-- Start of PROVIDED RECORDS --
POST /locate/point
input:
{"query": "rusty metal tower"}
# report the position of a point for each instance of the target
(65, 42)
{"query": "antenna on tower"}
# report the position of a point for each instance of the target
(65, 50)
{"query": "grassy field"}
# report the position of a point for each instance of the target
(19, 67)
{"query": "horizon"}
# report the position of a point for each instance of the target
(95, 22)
-- End of PROVIDED RECORDS --
-- Start of PROVIDED RECORDS --
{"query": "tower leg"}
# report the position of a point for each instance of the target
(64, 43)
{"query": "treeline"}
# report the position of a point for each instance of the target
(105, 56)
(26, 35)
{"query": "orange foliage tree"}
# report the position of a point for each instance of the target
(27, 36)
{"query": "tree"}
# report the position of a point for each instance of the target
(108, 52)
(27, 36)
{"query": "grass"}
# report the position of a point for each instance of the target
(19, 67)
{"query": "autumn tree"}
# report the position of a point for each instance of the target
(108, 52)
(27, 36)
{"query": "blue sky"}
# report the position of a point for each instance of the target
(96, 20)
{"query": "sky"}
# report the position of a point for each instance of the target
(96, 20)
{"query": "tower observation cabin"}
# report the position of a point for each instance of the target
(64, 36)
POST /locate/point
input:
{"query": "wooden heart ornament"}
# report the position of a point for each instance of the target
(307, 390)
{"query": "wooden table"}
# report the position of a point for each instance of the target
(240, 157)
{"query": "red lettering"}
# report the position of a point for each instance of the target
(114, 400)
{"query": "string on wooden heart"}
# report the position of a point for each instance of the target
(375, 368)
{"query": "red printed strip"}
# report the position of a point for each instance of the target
-- End of PROVIDED RECORDS --
◆ **WORK TO DO**
Report each line in the records that contains the string "tower", copied in full. Case counts.

◆ **TASK ANSWER**
{"query": "rusty metal tower"}
{"query": "antenna on tower"}
{"query": "tower leg"}
{"query": "tower observation cabin"}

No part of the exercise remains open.